Teks Bacaan:

================

Ketika Pemilu Bunyi–bunyian Dianggap Sebagai Praktek Politik Terbuka

Politik
(Foto: Ilustrasi/Net/Ist)

NUSANTARANEWS.CO – Teka-teki dan bunyi-bunyian yang dimunculkan elit partai politik nasional dalam penentuan pasangan calon presiden dan calon wakil presiden dianggap praktek politik terbuka dan berkemajuan. Padahal, bila dicermati, prakteknya tak lebih hanya semata konferensi pers, perang gambar dan aksi nakal pada buzzer.

Memang, UU No 7 tahun 2017 telah memberikan keistimewan kepada parpol untuk mengusulkan calon presiden dan wakil presiden. Namun, bila keistimewaan diwujudkan hanya sekadar bunyi-bunyian belaka atas nama buah reformasi, tentu malah justru merugikan proses bernegara kita. Apalagi proses pencapresan dan pencawapresan hanya soal elektabilitas dan kekuatan finansial.

Coba perhatikan, gerakan masyarakat yang pro presiden dua periode dan gerakan ganti presiden telah membajiri di jagad dunia maya, bahkan di dunia nyata. Akibatnya, gesekan antar kedua masyarakat tidak bisa dihindarkan seperti kejadian di Jakarta, Batam, Medan dan beberapa daerah lainya. Rupanya itu pun dianggap hal wajar sebaga dinamika masyarakat.

Tidak hanya itu, para agen parpol tampak sangat beringas dan penuh kebanggan di sejumlah acara debat dan dialog di stasiun tevelisi nasional. Padahal, yang mereka lakukan itu menggelikan. Sebab, isinya hanya intrik dan saling serang tanpa didasari muatan kepentingan nasional.

Rentetan dinamika menggelikan tersebut semakin parah bilamana dalang atau aktor utamanya adalah sekelompok elit yang berharap menjadi cawapres ataupun masuk di struktur pemerintah periode mendatang. Semoga saja, bukan!

================

Daftar Data:

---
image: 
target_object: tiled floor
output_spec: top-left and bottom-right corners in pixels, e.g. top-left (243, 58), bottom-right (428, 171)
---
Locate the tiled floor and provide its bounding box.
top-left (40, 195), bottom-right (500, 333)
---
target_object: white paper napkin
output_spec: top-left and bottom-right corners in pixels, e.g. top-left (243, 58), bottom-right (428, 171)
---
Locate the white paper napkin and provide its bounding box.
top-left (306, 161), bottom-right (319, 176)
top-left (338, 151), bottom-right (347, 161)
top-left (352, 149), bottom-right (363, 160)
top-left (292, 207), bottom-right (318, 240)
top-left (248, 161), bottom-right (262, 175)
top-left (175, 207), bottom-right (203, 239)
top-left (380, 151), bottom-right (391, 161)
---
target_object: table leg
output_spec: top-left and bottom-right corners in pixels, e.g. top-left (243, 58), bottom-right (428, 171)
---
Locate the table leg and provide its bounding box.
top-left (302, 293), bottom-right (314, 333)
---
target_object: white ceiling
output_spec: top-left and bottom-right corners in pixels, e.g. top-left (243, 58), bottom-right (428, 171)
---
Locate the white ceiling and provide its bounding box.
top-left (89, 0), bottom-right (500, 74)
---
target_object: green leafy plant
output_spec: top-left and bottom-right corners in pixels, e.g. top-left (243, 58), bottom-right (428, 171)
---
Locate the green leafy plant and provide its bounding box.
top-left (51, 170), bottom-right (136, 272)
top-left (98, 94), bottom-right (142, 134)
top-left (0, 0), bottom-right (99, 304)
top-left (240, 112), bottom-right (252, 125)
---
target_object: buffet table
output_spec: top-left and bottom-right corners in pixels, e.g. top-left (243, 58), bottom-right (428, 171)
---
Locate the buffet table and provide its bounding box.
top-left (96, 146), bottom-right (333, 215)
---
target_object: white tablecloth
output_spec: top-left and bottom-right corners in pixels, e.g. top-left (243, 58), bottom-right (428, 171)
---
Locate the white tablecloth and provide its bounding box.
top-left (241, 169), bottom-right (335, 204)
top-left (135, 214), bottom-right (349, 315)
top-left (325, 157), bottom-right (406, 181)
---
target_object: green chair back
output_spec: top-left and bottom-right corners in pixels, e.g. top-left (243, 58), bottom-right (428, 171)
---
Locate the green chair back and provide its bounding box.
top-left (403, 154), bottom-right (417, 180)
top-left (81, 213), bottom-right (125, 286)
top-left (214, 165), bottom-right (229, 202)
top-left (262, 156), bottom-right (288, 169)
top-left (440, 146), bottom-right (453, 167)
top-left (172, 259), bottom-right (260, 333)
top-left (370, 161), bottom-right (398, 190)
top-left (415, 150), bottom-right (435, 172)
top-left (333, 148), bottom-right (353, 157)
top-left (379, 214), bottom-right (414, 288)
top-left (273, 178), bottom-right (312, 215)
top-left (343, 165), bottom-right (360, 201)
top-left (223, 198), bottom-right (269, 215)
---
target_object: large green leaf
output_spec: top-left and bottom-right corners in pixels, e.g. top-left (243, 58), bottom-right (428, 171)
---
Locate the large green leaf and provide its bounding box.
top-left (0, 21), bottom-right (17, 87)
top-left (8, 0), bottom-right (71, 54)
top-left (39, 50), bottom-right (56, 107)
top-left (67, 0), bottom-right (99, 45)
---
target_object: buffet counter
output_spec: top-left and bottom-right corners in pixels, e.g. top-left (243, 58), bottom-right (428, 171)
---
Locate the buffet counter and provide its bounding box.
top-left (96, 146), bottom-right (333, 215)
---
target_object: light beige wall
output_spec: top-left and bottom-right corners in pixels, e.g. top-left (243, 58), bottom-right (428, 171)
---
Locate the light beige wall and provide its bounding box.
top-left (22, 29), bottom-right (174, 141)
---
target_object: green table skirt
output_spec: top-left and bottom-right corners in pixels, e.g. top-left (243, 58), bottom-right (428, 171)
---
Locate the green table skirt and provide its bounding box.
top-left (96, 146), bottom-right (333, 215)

================

Tugas A: Menurut teks bacaan, undang-undang apa yang memberi keistimewaan kepada parpol untuk mengusulkan calon presiden dan wakil presiden?
Tugas B: Salin persis sebagian teks bacaan, mulai dari kata-kata yang memuat "Ketika Pemilu Bunyi–bunyian" dan berhenti setelah "dan kekuatan finansial.".
Baris-baris data tadi adalah bahan yang terpisah dari teks bacaan.

Hasil Latihan A: UU No 7 tahun 2017.

Hasil Latihan B:
Ketika Pemilu Bunyi–bunyian Dianggap Sebagai Praktek Politik Terbuka

Politik
(Foto: Ilustrasi/Net/Ist)

NUSANTARANEWS.CO – Teka-teki dan bunyi-bunyian yang dimunculkan elit partai politik nasional dalam penentuan pasangan calon presiden dan calon wakil presiden dianggap praktek politik terbuka dan berkemajuan. Padahal, bila dicermati, prakteknya tak lebih hanya semata konferensi pers, perang gambar dan aksi nakal pada buzzer.

Memang, UU No 7 tahun 2017 telah memberikan keistimewan kepada parpol untuk mengusulkan calon presiden dan wakil presiden. Namun, bila keistimewaan diwujudkan hanya sekadar bunyi-bunyian belaka atas nama buah reformasi, tentu malah justru merugikan proses bernegara kita. Apalagi proses pencapresan dan pencawapresan hanya soal elektabilitas dan kekuatan finansial.